▶ _PROMPT 1_
Can you return the part of the excerpt on archives and climate change that opens with the words containing "4. Preserve this" and closes with "for future generations.", copied verbatim?

▶ _EXCERPT TO READ_
[start]

There are other libraries and archives that are actively making their collections relevant to climate change accessible for research on the topic, such as the National Park Service, but information about what archives have relevant material is difficult to find using the internet searching techniques of a typical user. An online portal, list of finding aids, or at least an online bibliography that points users to relevant historical collections related to climate change would be extremely valuable to all types of users and is a project on our agenda.

4. Preserve this epochal moment in history for future research and understanding

How are we as archivists documenting and preserving this moment in history? Are we adequately and efficiently working with climate scientists and climate activists to acquire and prepare their collections for long-term preservation and access? As many of these collections are born digital, we know that they are even more vulnerable to being lost before they can be preserved. It’s crucial that we begin to identify what collections exist and start working with these groups to ensure that this time in history is preserved for future generations.

[end]

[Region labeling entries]
[start]

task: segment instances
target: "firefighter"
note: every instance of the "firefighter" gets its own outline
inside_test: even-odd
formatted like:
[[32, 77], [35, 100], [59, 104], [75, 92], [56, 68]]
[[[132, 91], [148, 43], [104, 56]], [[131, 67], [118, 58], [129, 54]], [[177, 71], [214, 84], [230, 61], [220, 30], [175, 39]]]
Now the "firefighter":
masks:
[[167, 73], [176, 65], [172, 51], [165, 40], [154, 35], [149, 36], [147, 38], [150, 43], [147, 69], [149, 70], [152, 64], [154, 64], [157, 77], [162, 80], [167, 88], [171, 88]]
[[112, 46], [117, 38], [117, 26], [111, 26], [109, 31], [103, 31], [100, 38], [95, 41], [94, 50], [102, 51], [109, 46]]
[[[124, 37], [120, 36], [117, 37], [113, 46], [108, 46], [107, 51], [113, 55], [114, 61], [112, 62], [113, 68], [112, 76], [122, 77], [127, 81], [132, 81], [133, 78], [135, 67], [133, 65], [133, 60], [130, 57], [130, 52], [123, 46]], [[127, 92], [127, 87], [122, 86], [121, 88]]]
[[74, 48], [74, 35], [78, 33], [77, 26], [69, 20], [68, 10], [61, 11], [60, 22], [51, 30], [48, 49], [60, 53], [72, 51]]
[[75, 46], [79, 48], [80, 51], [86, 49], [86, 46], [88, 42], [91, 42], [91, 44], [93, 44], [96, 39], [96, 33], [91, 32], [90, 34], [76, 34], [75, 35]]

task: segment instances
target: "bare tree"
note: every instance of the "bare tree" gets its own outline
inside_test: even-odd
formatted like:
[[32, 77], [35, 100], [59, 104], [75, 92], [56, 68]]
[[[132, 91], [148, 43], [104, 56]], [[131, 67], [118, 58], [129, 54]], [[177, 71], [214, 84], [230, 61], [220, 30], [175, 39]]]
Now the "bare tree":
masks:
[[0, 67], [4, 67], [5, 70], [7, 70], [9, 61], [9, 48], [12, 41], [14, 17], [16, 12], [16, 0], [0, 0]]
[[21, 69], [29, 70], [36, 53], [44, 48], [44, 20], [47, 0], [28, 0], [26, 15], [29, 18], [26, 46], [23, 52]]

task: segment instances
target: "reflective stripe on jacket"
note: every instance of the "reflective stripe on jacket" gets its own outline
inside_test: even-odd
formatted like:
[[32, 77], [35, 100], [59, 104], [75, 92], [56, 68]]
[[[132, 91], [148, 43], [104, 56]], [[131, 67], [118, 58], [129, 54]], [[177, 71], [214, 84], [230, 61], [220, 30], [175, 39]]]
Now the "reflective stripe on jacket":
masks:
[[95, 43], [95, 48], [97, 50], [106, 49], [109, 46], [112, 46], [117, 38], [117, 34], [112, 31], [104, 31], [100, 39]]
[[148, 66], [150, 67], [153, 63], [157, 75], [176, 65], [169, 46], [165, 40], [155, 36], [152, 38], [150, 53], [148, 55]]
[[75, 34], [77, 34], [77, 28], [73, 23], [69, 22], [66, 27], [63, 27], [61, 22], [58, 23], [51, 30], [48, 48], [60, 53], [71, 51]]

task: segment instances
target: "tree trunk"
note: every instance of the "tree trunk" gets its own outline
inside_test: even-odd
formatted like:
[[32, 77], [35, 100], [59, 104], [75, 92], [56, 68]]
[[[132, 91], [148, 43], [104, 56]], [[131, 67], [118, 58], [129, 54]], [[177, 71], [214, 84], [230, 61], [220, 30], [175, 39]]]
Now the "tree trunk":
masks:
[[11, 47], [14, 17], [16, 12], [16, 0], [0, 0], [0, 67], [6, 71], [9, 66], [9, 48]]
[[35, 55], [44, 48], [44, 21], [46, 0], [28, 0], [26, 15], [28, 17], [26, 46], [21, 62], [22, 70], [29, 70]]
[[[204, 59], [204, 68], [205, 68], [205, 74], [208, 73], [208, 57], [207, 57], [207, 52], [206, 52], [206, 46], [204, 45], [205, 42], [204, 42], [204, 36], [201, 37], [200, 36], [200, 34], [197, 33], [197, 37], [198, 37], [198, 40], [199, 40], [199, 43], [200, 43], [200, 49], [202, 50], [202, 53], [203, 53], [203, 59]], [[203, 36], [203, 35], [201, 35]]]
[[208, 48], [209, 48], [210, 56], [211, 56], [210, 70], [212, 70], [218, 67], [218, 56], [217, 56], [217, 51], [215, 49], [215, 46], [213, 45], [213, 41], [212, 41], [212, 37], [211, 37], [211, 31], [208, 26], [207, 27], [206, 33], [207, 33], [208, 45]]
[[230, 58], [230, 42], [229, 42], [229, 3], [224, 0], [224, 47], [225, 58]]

[end]

▶ _PROMPT 2_
Output the listing from its start through the line containing "51], [109, 46]]" as a Markdown table with the columns Num and Line. Give each line with its row number and leave out blank lines.

▶ _EXPECTED ANSWER 1_
4. Preserve this epochal moment in history for future research and understanding

How are we as archivists documenting and preserving this moment in history? Are we adequately and efficiently working with climate scientists and climate activists to acquire and prepare their collections for long-term preservation and access? As many of these collections are born digital, we know that they are even more vulnerable to being lost before they can be preserved. It’s crucial that we begin to identify what collections exist and start working with these groups to ensure that this time in history is preserved for future generations.

▶ _EXPECTED ANSWER 2_
| Num | Line |
|---|---|
| 1 | task: segment instances |
| 2 | target: "firefighter" |
| 3 | note: every instance of the "firefighter" gets its own outline |
| 4 | inside_test: even-odd |
| 5 | formatted like: |
| 6 | [[32, 77], [35, 100], [59, 104], [75, 92], [56, 68]] |
| 7 | [[[132, 91], [148, 43], [104, 56]], [[131, 67], [118, 58], [129, 54]], [[177, 71], [214, 84], [230, 61], [220, 30], [175, 39]]] |
| 8 | Now the "firefighter": |
| 9 | masks: |
| 10 | [[167, 73], [176, 65], [172, 51], [165, 40], [154, 35], [149, 36], [147, 38], [150, 43], [147, 69], [149, 70], [152, 64], [154, 64], [157, 77], [162, 80], [167, 88], [171, 88]] |
| 11 | [[112, 46], [117, 38], [117, 26], [111, 26], [109, 31], [103, 31], [100, 38], [95, 41], [94, 50], [102, 51], [109, 46]] |